なぜ、陽気でゆったりしたマーシャルの歌に、少しばかりの切なさを感じるのでしょうか。

たとえば、「コイシイワ」という曲があります。

この一連の音楽のなかでも、もっとも印象的なもののひとつです。


コイシイワ アナタワ

イナイトワタシ サビシイワ

ハナレル トオイトコロ

ワタシノオモイ タタレテ


たどたどしい歌詞です。

日本語を学んだマーシャルの人が作ったとされる曲です。その人の知り合いのマーシャル人が日本人に恋をしていて、でも戦争がはじまってその日本人は帰国することになってしまい、その別れを歌った失恋ソングです。

たしかに、歌詞を追えば、単純な別れの曲です。しかし、別の解釈も可能です。

データ抜粋 >>

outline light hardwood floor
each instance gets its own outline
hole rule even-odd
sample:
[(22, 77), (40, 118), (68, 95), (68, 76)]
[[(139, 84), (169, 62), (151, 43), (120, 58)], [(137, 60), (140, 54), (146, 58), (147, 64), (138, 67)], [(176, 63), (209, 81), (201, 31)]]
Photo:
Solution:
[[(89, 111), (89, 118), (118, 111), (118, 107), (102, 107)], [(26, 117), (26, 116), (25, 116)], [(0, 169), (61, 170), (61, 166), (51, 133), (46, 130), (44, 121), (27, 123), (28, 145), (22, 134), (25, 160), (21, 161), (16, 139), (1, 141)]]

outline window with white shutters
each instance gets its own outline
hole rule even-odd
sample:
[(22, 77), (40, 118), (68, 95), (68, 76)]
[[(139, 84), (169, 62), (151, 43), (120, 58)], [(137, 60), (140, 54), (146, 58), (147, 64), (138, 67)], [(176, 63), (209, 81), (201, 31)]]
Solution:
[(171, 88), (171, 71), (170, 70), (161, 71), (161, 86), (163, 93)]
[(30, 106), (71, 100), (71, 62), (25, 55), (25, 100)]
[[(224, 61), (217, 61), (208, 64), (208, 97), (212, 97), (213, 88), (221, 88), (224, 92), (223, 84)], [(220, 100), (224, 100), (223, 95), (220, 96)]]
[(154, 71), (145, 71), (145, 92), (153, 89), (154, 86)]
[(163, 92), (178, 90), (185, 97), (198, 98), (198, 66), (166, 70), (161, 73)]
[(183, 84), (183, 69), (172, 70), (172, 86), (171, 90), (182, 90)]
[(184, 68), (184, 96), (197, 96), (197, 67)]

課題 >>
A - マーシャルの歌に関する文章によると、「コイシイワ」はどのような人が作ったとされていますか。
B - マーシャルの歌に関する文章の続きを、最後の文の後から書いてください。
記録は使わなくてもかまいません。

解答一覧 >>
A - 日本語を学んだマーシャルの人が作ったとされています。

B -
つまり、遠いところに隔たってしまったマーシャルの人たちと日本の人たちの関係を、比喩的に歌ったものととらえることも可能です。もちろん作曲者にはそんな意図はなかったでしょう。ただ、この歌ができてから何十年も経ったいまは、そういうふうに聞くこともできる、ということです。

(誤解がないように書き添えておきますが、僕はあくまでマーシャル人と日本人の〈人〉の関係として解釈しています。マーシャル諸島共和国と日本という〈国〉の関係ではありません。これは似て非なることだし、「サビシイワ」という気持ちが向かう先のことを考えても、大事なポイントだと思います)

マーシャルという、正直に言ってあまり関心を持たれることもない、とても遠くにある場所に、日本語の失恋ソングを日常的に歌っている人がいる。ということを、知っておきたいと思います。

のんびりした、明るいメロディの曲です。とても覚えやすい。先述の通り日本語としては助詞の使い方がおかしいし、実際に聴いてみると譜割が無理やりなところもあります。でもだからこそ、日本人の恋人を思って、その人のことばで作詞をしたマーシャル人の思いが伝わってくるようです。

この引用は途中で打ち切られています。